WHAT THE TASK ASKS
Can you condense the paragraph of the echolocation article below that begins "In principle, humans need not rely solely on vision" into a short bulleted list that keeps its main facts?

PROVIDED PASSAGE
Segment Open

Humans can be trained to use echolocation to estimate the sizes of enclosed spaces. Ludwig-Maximilians-Universitaet (LMU) in Munich researchers now show that the learning process involves close coordination between sensory and motor cortex.
In principle, humans need not rely solely on vision for orientation. Some blind persons make use of self-generated sounds to estimate their position and orientation in an enclosed space relative to reflecting surfaces. They may tap the ground with a cane or produce clicks with their tongue, as some bat species do, and analyze the echoes to determine their distance to the surrounding walls. Now a team led by Lutz Wiegrebe, a professor in the Department of Biology at LMU, has shown that sighted people can be taught to estimate room size with the help of self-generated clicks. In collaboration with Dr. Virginia L. Flanagin from the German Center for Vertigo and Balance Disorders at the LMU Medical Center, the researchers monitored the activity in different regions of the brains of eleven sighted subjects and one blind person as they executed an echolocation task. The results enabled the team to analyze the neuronal mechanisms involved in echolocation in humans, and appear in the new issue of the Journal of Neuroscience.

Segment Closed

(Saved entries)
Segment Open

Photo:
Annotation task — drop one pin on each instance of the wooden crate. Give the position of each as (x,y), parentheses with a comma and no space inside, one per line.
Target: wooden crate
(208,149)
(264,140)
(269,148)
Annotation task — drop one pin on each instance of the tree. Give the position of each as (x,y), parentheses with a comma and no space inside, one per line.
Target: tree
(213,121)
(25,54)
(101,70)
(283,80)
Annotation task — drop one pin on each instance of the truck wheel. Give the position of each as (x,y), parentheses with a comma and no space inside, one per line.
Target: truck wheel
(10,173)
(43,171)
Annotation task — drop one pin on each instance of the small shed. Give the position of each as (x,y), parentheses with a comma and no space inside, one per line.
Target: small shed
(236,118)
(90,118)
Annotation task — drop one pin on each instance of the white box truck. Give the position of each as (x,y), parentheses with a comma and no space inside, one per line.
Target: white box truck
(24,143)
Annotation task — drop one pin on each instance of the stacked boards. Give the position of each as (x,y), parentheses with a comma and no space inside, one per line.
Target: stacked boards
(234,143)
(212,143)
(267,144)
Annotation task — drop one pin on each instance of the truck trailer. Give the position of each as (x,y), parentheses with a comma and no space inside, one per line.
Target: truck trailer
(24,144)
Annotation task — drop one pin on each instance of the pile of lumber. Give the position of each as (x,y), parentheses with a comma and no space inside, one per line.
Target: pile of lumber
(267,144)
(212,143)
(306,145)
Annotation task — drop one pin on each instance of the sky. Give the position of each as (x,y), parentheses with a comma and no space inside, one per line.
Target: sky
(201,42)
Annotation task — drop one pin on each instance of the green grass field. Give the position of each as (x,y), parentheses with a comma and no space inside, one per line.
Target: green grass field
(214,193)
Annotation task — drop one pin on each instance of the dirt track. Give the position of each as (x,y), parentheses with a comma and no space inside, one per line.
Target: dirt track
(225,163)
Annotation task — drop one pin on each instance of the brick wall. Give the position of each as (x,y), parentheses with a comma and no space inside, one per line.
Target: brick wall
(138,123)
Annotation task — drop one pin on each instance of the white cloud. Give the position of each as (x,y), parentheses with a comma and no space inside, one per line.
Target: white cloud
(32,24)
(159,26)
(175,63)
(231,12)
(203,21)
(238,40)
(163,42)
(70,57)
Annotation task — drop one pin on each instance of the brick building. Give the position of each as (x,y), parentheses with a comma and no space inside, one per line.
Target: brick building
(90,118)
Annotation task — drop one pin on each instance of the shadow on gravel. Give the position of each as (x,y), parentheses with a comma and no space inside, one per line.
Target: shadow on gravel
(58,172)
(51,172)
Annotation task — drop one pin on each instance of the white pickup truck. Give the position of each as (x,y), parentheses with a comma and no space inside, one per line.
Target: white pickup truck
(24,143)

Segment Closed
Segment Open

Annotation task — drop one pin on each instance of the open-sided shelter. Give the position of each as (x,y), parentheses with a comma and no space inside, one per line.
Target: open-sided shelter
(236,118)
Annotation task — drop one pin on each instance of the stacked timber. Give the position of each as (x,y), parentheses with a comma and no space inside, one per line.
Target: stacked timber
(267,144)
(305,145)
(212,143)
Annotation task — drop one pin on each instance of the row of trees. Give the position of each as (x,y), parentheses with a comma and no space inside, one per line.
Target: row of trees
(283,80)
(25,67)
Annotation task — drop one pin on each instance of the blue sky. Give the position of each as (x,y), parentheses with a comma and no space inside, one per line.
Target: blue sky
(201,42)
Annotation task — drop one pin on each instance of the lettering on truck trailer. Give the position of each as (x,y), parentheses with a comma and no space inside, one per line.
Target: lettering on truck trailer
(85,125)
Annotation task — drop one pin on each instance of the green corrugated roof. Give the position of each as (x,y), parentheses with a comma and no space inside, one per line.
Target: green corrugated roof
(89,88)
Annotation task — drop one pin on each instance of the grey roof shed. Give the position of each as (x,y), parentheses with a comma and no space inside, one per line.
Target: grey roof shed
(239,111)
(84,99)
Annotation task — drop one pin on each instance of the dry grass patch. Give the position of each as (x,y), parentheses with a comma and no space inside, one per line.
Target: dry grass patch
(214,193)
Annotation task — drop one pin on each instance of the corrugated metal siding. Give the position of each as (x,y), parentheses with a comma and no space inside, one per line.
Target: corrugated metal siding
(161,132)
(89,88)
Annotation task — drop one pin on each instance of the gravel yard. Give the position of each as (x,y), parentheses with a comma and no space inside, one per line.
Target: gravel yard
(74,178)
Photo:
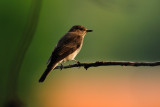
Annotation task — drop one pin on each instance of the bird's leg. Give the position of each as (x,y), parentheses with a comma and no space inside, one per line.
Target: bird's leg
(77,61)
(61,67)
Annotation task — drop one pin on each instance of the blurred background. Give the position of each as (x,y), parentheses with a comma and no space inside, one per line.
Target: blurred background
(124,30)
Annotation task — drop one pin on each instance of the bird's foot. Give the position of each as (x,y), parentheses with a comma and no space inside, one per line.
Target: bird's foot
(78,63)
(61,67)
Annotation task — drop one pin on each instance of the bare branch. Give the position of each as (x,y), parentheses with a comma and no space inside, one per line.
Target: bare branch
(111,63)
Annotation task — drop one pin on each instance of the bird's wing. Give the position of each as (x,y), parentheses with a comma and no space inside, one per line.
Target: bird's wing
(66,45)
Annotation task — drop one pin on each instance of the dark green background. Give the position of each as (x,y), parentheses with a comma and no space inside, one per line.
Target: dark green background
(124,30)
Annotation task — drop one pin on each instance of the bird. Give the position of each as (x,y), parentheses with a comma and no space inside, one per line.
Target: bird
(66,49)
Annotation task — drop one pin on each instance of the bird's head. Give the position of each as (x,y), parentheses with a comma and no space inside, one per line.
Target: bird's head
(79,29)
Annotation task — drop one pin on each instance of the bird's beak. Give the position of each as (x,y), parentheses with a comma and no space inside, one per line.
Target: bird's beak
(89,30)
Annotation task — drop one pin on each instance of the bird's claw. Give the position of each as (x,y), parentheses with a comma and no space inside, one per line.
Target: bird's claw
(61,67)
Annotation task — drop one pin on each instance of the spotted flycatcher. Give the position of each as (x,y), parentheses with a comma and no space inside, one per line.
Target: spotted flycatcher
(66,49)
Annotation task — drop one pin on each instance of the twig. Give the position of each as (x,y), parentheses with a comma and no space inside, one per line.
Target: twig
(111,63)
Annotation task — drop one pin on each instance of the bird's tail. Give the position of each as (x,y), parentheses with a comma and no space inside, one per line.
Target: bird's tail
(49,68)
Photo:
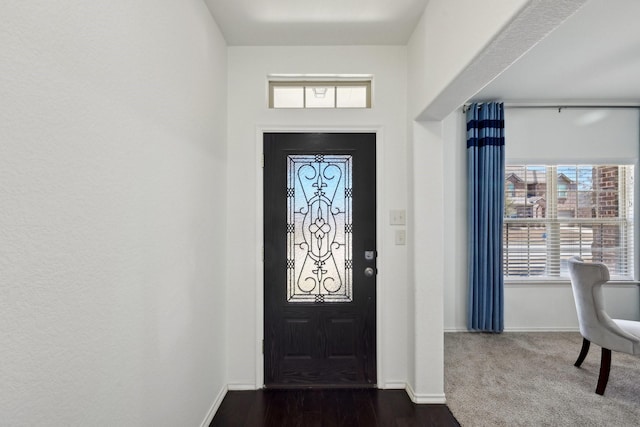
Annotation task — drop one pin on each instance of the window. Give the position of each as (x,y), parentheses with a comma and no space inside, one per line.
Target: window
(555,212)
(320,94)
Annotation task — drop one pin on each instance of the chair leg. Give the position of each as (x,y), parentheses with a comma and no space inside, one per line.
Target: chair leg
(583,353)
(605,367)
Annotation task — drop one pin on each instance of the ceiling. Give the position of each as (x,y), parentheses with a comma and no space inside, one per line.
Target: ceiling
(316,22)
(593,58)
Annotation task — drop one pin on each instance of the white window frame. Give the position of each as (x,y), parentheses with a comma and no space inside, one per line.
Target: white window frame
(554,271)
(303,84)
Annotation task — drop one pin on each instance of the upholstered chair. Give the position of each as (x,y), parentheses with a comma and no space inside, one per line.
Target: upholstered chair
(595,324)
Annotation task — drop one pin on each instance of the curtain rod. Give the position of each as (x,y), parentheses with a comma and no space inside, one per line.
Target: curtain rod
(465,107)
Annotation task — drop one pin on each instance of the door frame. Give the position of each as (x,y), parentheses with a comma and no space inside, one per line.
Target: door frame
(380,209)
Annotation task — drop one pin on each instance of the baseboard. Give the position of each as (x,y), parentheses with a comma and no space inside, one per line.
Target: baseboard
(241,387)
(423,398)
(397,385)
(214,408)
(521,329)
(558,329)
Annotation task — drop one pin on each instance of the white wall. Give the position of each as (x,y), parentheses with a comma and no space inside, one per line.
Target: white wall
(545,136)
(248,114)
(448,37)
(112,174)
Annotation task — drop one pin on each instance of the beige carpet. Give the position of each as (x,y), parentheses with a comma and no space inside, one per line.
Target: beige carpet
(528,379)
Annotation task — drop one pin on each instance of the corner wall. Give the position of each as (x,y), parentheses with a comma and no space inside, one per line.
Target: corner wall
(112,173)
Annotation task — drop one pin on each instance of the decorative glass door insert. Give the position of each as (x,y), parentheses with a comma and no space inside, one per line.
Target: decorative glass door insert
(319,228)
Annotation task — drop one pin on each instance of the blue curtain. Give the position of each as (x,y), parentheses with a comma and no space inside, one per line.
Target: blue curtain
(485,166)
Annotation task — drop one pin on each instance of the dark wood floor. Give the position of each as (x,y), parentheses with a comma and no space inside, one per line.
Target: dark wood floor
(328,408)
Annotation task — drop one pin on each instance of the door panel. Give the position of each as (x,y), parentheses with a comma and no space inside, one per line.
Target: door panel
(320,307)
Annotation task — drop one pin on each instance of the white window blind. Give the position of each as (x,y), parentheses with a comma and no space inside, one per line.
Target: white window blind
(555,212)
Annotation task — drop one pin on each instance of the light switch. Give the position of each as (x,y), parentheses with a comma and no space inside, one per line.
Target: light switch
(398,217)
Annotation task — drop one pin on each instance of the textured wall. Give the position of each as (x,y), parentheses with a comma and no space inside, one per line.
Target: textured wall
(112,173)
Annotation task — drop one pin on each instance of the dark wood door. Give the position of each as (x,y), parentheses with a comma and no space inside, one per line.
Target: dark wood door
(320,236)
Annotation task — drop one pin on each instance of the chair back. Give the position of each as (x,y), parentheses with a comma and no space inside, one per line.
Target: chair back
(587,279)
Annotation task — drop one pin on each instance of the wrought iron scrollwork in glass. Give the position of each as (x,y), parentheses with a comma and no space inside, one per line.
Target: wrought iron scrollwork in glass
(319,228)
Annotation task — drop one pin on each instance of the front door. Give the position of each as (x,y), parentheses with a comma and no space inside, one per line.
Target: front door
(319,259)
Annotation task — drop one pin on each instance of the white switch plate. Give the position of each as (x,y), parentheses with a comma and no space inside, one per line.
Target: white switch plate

Segment Closed

REPLY
- Humans need not rely on vision alone for orientation.
- Some blind people tap a cane or click their tongue, as some bats do, and use the echoes to judge their distance from surrounding walls.
- A team led by Lutz Wiegrebe, a biology professor at LMU, showed that sighted people can learn to estimate room size using self-generated clicks.
- With Dr. Virginia L. Flanagin of the German Center for Vertigo and Balance Disorders at the LMU Medical Center, the researchers monitored brain activity in eleven sighted subjects and one blind person during an echolocation task.
- The results let the team analyze the neuronal mechanisms of human echolocation and appear in the new issue of the Journal of Neuroscience.